● **To be done**: Repeat the part of the material below that opens with its first line and closes with the line containing "column 304, row 192", both ends included. Leave the pictures out of your answer.

● **Excerpted records**:
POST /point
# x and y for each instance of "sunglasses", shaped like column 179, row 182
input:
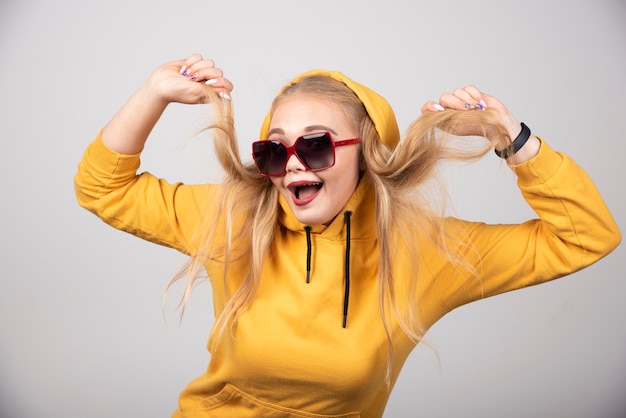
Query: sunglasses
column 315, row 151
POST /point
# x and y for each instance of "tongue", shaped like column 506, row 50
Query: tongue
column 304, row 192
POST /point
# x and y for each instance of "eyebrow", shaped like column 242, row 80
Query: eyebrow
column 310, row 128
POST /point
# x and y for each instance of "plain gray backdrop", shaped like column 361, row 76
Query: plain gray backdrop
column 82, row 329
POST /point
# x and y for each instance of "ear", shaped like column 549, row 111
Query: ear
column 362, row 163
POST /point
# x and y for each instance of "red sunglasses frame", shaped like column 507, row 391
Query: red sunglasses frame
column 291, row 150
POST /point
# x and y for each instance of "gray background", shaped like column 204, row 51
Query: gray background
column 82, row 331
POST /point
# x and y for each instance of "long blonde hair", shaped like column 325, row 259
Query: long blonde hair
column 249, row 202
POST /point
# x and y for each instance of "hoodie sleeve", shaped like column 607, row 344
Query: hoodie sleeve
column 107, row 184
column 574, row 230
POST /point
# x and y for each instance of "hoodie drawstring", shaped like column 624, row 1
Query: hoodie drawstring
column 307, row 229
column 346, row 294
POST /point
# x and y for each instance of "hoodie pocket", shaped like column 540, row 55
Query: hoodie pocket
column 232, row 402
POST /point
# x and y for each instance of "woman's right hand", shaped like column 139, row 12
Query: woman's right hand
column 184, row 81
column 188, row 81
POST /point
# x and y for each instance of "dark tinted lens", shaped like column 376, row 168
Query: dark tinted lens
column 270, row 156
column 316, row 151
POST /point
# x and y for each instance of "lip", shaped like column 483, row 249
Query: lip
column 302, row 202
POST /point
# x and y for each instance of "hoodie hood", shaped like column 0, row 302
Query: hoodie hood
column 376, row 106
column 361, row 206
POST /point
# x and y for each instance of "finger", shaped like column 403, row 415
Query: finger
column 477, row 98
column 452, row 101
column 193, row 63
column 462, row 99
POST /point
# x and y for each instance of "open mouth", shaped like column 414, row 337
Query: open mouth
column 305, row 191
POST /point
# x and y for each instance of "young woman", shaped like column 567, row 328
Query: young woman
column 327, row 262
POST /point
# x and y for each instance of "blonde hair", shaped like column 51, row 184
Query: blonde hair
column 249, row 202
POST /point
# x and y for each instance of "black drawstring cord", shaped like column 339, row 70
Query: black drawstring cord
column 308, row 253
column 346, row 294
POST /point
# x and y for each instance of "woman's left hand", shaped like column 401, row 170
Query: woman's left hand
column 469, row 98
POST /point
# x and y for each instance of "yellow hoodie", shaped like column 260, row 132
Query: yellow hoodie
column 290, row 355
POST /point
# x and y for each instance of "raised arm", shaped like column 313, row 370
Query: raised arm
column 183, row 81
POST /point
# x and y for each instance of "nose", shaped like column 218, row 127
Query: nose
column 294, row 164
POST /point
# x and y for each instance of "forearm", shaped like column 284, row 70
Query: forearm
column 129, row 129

● **Solution for this problem**:
POST /point
# x and y for each instance of "sunglasses", shaped like column 179, row 182
input:
Query: sunglasses
column 315, row 151
POST /point
# x and y for each instance of "tongue", shaped like column 506, row 50
Query: tongue
column 304, row 192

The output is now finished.